- **WHAT YOU SHOULD DO**
Below are records; how many of their lines contain "Target"? Answer with only the number.

- **RECORDS SUPPLIED**
━━━━━━━━━━━━━━━━
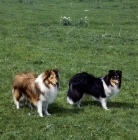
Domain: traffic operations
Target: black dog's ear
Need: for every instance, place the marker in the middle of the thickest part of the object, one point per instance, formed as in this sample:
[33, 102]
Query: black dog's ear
[119, 72]
[111, 71]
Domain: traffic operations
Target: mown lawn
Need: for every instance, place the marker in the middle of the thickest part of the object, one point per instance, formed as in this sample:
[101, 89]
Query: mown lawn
[32, 38]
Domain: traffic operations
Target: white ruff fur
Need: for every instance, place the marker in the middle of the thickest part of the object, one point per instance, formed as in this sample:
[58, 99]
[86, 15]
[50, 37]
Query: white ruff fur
[47, 97]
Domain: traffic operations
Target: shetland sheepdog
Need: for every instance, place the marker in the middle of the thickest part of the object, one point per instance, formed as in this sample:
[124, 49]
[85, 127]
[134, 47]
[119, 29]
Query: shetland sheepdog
[40, 90]
[99, 88]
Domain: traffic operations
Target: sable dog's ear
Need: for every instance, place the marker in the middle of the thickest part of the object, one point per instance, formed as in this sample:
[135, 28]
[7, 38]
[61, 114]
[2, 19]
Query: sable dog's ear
[55, 70]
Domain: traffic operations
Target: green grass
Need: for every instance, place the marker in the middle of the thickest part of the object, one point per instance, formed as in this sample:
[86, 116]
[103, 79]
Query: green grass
[32, 38]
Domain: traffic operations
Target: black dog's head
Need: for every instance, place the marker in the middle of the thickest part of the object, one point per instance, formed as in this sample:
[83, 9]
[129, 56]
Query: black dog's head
[114, 78]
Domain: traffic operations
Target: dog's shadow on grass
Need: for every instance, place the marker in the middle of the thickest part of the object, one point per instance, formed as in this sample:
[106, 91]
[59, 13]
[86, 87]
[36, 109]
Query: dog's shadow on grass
[59, 109]
[111, 104]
━━━━━━━━━━━━━━━━
- **EXERCISE RESPONSE**
8